Page extract —
***
Every summer, I coach volleyball at a sports clinic at my children’s school. Over the years, I noticed a Vietnamese boy in Number One Son’s class who would attend the sports clinic but never played on any of the school teams. In addition to being the smartest kid in his middle school class, he was a decent player who would have done well on the volleyball team. “His parents won’t let him play,” said Number One Son. This article from New America Media about immigrant parents and education says that my son’s classmate’s experience is fairly common among Vietnamese immigrant families. These parents strictly focus their children on academics but don’t realize that the narrowness actually reduces their children’s chances of getting into prestigious colleges.
Christina Pham was ready for a new challenge. She was on her way to a report card of straight A’s, yet the Santiago High School freshman aspired for more: She envisioned herself wearing the school colors—purple, white, and gold – next year for the volleyball team.
But Christina never made it to tryouts because her mom, Tuyet Mai, never gave her permission.
Another variation of this problem that I have seen is that when some of these families actually let their kids do sports, they make it a low priority and allow their children to miss practices, games, and meets. This can lead to a lot of resentment from teammates. During the year I coached track, I remember one Vietnamese girl on our relay team who said that she would make it to one of the last meets of the year. She didn’t make it, and one of her relay teammates, for whom this would have been her last race ever for the school, was angry and sad to the point of tears. This one girl’s absence scratched the whole team.
Putting aside the clear issue of frustrating their children’s passions, many of these parents don’t realize that a single minded focus on academics may in fact damage their children’s college admissions. With applications increasing and in many cases, admissions slots decreasing, good grades and test scores are commonplace among applicants.
***
Required actions —
1. Translate this sentence from the post on immigrant parents and school sports into Spanish: "But Christina never made it to tryouts because her mom, Tuyet Mai, never gave her permission."
2. Write the next paragraph of the post on immigrant parents and school sports, picking up right after its final sentence.

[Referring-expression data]
***
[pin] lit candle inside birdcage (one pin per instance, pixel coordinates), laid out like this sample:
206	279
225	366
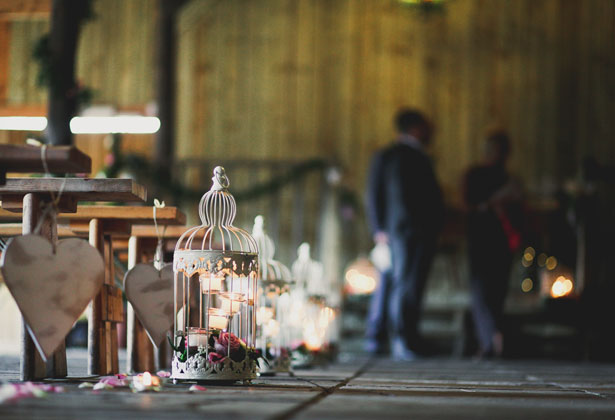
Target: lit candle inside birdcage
216	272
557	282
197	337
231	302
217	319
211	283
272	317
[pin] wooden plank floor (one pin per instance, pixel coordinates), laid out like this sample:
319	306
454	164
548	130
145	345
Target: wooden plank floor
354	388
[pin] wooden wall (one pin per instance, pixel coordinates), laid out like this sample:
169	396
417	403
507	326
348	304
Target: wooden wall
300	78
115	58
291	79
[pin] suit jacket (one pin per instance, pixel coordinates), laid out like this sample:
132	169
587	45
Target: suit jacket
404	197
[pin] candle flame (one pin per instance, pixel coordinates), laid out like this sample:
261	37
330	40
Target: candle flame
561	287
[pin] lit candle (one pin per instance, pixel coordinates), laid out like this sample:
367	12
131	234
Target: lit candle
145	382
264	314
217	319
272	328
210	283
197	337
231	302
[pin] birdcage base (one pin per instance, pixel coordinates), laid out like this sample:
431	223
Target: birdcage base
198	368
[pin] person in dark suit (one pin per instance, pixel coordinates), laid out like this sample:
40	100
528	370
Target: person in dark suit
493	199
405	210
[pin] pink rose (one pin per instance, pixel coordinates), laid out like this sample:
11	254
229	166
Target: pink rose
215	357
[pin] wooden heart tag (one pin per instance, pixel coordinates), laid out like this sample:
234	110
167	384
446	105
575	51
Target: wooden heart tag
51	290
150	292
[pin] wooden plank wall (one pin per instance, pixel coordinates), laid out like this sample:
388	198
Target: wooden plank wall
115	55
115	58
292	79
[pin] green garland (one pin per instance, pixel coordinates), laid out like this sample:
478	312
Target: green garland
143	169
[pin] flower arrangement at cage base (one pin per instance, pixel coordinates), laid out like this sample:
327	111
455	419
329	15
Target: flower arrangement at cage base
221	344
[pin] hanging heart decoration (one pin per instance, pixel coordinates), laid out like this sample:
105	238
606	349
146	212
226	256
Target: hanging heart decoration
150	292
51	289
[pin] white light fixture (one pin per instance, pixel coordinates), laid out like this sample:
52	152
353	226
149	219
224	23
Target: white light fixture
132	124
23	123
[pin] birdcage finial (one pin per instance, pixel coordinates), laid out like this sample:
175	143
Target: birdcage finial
220	179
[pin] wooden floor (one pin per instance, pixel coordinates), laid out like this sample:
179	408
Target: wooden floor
356	388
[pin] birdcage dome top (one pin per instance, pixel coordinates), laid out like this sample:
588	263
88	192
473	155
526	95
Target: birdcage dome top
216	244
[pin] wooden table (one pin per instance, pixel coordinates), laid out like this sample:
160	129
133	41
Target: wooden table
25	195
121	222
117	222
28	159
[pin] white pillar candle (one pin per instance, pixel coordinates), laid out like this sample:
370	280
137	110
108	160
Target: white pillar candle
217	319
197	337
210	283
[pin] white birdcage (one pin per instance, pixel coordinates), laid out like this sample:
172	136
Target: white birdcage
272	331
216	271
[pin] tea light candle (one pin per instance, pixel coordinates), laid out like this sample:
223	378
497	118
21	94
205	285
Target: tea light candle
231	302
217	318
211	283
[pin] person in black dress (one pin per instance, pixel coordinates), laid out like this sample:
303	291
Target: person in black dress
492	197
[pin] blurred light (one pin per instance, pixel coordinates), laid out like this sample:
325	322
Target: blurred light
23	123
551	263
527	284
132	124
312	339
561	287
361	277
272	328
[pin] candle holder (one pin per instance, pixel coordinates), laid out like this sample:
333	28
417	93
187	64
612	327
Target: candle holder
212	342
272	332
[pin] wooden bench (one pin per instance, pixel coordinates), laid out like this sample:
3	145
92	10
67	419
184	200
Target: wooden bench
136	224
25	195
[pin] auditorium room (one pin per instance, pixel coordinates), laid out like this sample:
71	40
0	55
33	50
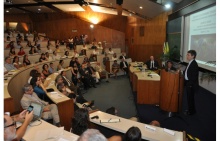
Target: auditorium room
109	70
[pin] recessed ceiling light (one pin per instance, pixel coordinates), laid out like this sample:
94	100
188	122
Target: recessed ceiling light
167	6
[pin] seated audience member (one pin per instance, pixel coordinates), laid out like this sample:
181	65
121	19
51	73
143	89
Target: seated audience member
92	135
105	59
33	73
21	52
68	83
10	132
57	49
29	44
83	49
93	46
155	123
152	64
101	71
50	111
75	53
93	72
80	121
85	60
100	45
51	68
115	68
45	70
66	54
8	65
39	88
48	57
124	66
112	111
18	45
72	62
170	66
10	45
86	78
123	56
42	58
39	49
56	56
110	51
114	57
133	134
48	49
26	61
92	58
95	52
16	62
12	52
60	65
32	50
74	71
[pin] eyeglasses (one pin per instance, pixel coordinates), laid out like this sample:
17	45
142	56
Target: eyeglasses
13	124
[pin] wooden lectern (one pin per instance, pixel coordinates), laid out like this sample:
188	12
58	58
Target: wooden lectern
171	91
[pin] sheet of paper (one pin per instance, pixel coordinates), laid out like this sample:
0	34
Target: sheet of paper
47	134
56	96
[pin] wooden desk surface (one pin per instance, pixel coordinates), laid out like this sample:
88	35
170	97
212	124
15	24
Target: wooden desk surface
125	124
32	131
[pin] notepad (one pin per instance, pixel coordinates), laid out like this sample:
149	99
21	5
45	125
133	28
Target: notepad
150	127
169	131
109	120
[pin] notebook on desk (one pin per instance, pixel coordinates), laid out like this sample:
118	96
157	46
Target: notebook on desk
37	109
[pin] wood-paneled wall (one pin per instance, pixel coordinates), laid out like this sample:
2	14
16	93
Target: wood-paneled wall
62	29
140	48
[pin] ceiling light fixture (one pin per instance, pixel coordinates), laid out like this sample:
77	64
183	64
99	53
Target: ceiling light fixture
91	26
167	6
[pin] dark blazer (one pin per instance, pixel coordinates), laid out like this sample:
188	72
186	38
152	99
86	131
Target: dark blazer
122	64
156	65
172	68
192	74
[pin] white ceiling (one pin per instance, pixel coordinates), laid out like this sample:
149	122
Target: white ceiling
149	9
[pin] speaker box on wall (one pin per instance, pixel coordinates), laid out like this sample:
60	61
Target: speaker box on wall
119	2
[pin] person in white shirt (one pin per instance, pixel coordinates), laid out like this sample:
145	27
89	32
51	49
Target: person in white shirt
49	58
75	53
56	56
95	52
48	49
100	45
114	57
110	51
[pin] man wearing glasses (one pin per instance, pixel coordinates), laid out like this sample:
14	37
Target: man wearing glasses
10	132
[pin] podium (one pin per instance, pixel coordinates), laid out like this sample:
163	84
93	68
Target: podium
171	91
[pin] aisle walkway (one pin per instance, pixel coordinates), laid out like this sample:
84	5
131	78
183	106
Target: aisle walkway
117	93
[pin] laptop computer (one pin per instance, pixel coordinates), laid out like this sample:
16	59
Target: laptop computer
37	109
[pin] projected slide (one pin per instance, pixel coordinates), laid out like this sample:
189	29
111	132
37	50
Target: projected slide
200	35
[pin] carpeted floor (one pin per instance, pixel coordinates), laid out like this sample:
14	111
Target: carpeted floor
118	93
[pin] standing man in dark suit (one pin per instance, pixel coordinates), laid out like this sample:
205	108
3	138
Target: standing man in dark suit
124	66
191	74
152	64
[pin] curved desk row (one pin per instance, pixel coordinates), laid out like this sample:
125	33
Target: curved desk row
159	134
13	92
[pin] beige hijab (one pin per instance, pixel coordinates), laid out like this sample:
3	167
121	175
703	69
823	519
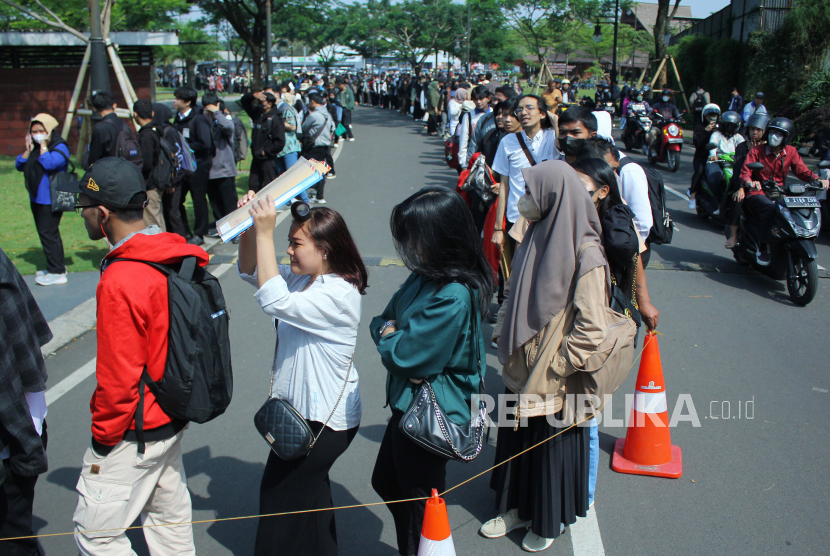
***
Answer set —
1. Pero Christina nunca llegó a las pruebas porque su mamá, Tuyet Mai, nunca le dio permiso.

2.
In 2007, over 50,000 students applied to UCLA, according to Dr. Vu Tran, UCLA’s director of admissions. But the university will accept only 23 percent.
“[With] good test scores alone and a minimum of everything else, the chance for your admission is minimum,” said Tran.
Of course, not all Vietnamese families are like that. On The Daughter’s volleyball team, some of the best players were Vietnamese, and some of them even did club volleyball and volleyball in high school. When I coached track, I had a Vietnamese girl on a relay team that went to the state championships. I remember one Vietnamese boy who was on Number Two Son’s basketball team. His parents let him play, but ironically he got kicked off the team because he didn’t keep his grades up. I think this is one kid who parents should have focused more on his academics!
In the end, the Vietnamese boy who never joined the volleyball team did get into his first choice of highly competitive high schools. Number One Son and I were happy for him. I do worry, though, that if he continues to be narrowly focused on academics, he and his parents may get an unpleasant surprise when he applies to college.